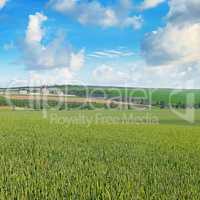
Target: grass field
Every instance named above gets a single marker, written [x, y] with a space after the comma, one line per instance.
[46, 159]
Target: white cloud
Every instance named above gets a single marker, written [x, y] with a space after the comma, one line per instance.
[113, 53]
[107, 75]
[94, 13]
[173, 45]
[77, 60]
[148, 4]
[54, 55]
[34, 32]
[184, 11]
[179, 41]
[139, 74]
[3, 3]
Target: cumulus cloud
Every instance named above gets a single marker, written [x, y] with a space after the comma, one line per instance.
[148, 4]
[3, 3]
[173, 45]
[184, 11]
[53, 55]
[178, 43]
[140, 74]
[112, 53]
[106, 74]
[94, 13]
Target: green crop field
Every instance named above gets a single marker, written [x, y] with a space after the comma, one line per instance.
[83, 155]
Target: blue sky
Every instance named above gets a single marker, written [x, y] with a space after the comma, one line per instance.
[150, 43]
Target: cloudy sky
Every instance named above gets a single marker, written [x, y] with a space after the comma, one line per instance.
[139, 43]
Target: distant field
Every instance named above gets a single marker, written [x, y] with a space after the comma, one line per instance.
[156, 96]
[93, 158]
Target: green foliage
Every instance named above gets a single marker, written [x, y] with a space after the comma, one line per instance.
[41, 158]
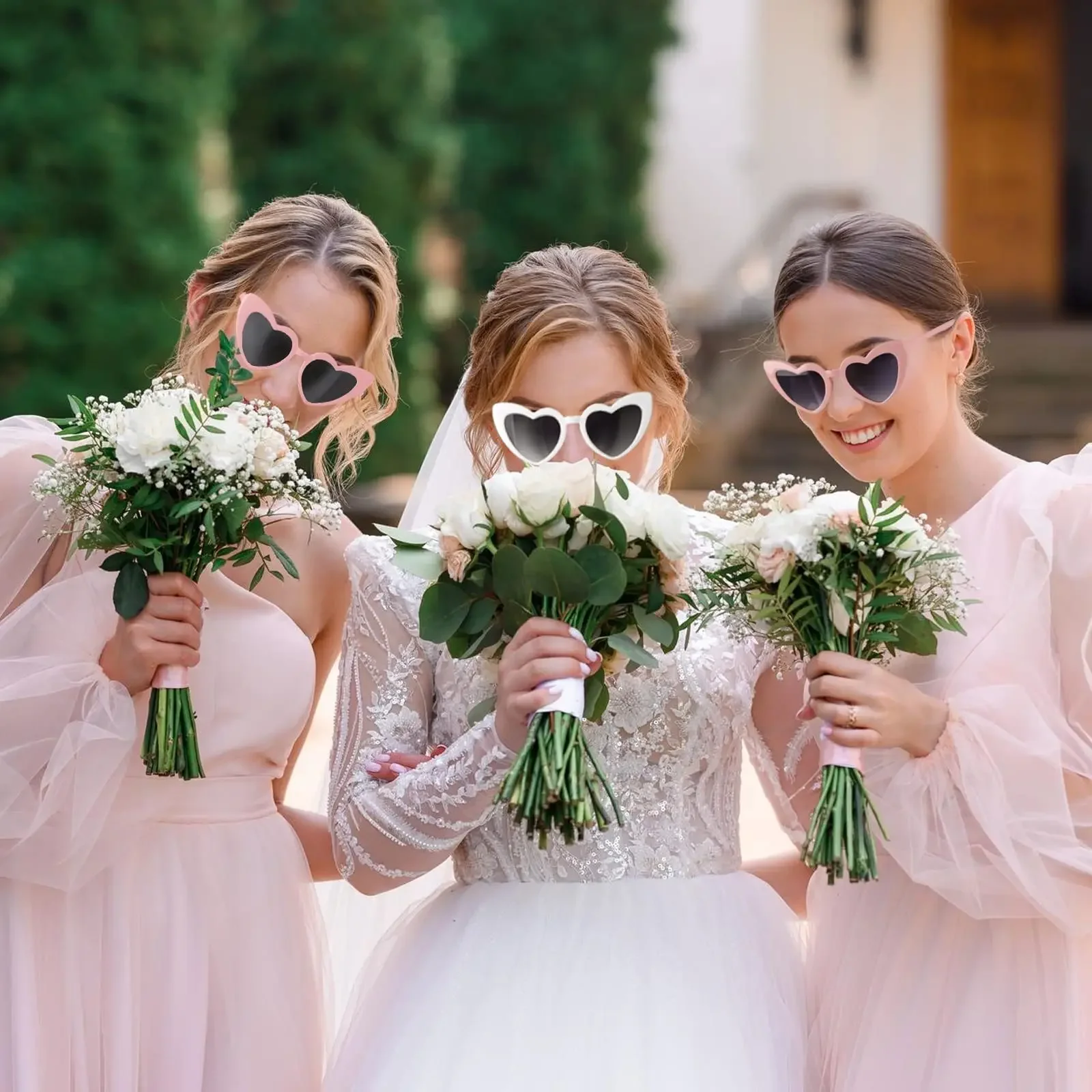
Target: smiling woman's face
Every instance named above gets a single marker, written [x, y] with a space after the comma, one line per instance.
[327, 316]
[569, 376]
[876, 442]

...

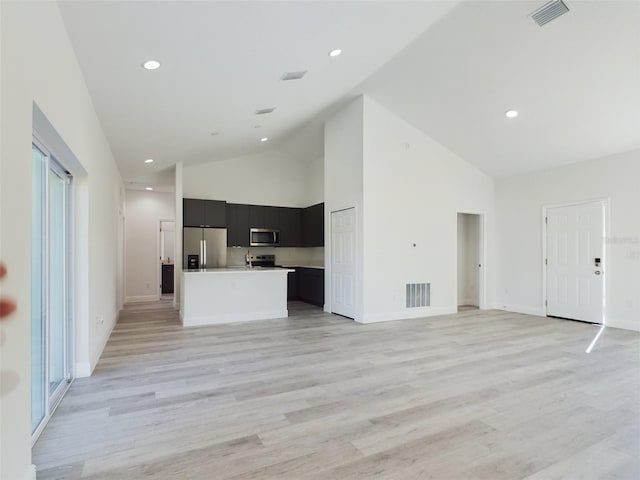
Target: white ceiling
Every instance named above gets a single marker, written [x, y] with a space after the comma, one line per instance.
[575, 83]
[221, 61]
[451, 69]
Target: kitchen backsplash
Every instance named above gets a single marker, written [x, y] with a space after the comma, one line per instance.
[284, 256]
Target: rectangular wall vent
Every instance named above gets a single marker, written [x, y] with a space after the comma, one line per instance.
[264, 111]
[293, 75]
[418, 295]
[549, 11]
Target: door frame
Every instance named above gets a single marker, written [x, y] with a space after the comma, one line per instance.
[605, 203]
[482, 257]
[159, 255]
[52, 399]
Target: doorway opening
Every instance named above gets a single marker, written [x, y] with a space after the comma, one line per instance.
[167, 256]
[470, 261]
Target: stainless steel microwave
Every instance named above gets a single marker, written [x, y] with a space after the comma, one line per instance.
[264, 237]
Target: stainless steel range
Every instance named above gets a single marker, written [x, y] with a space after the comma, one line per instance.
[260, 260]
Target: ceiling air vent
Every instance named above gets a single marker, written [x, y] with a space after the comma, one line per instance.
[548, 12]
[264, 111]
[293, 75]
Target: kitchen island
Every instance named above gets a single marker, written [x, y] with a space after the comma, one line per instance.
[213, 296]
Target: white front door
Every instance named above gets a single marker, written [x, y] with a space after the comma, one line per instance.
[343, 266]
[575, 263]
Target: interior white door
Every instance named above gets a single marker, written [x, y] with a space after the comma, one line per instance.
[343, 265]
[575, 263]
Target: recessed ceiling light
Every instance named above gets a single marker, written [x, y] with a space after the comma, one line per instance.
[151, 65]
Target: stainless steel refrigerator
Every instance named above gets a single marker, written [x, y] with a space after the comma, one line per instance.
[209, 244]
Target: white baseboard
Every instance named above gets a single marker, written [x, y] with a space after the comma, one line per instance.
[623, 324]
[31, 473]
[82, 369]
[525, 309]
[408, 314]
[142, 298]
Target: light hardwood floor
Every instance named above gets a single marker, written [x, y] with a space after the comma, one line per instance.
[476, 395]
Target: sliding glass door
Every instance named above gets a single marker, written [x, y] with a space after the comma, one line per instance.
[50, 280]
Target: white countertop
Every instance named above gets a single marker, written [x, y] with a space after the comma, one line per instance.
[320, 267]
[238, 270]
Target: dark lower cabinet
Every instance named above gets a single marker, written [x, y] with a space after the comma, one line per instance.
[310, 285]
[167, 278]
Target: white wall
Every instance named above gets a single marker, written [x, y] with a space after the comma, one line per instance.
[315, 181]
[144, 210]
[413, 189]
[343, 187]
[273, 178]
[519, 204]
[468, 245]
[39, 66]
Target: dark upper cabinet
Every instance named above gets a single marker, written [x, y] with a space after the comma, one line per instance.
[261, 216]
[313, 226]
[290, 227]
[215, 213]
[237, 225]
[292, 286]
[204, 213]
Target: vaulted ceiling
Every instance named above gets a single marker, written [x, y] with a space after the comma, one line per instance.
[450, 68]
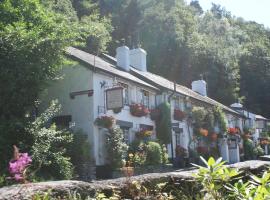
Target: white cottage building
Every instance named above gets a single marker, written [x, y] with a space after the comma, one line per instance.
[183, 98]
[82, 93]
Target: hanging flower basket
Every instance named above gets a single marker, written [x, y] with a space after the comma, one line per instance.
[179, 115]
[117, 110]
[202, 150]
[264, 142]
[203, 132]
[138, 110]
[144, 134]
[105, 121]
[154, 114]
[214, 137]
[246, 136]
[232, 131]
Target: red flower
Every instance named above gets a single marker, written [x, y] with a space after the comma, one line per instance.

### AIM OF THE TASK:
With the pictures omitted, copy the entries above exactly from the line containing "Target: interior white door" through the line containing "Target: hanging flower basket", both lines included.

### EXERCISE SOLUTION:
Target: interior white door
Every instance named above gets a single marker, written [x, y] with a space after the comma, one line per instance.
[343, 265]
[575, 263]
Target: recessed ceiling light
Every instance named above gets a single marker, written [x, y] with a space after the comma, one line per instance.
[151, 65]
Target: stainless steel refrigerator
Every instance named above gets a single marker, written [x, y] with a space after the comma, one line per instance.
[209, 244]
Target: white baseboard
Every instance named above gets a single marker, written [x, y] with a space after the comma, one line per instance.
[623, 324]
[31, 473]
[82, 369]
[525, 309]
[408, 314]
[142, 298]
Target: light hardwood floor
Every instance named above gets a single marker, written [x, y] with a space after the comma, one line per instance.
[476, 395]
Target: sliding glass door
Every instance named above gets a single marker, written [x, y] with a space after the comma, one line per instance.
[50, 280]
Target: white countertop
Every instance named above gets a single marker, written [x, y] with a space after the comma, one line per instance.
[320, 267]
[238, 270]
Target: dark lower cabinet
Every instance named above gets a single marker, written [x, y] with a space after the comma, one line per instance.
[310, 285]
[167, 278]
Target: white wall
Every instance named above gets a single marker, written [x, y] with a space after the comma, one line per instance.
[315, 181]
[144, 210]
[413, 189]
[343, 187]
[273, 178]
[519, 204]
[468, 245]
[39, 66]
Target: dark upper cabinet
Every instance named above gets a single marker, written [x, y] with a space after the comma, one line per instance.
[261, 216]
[313, 226]
[290, 227]
[215, 213]
[237, 225]
[292, 286]
[204, 213]
Target: vaulted ceiling
Every instance named above gets a single marker, written [x, y] with a space after the comma, one line per instance.
[450, 68]
Target: white cottage building
Every instance named above gets a single marker, written [x, y] with a space after the comma, one line per instance.
[183, 98]
[82, 93]
Target: hanging flower basket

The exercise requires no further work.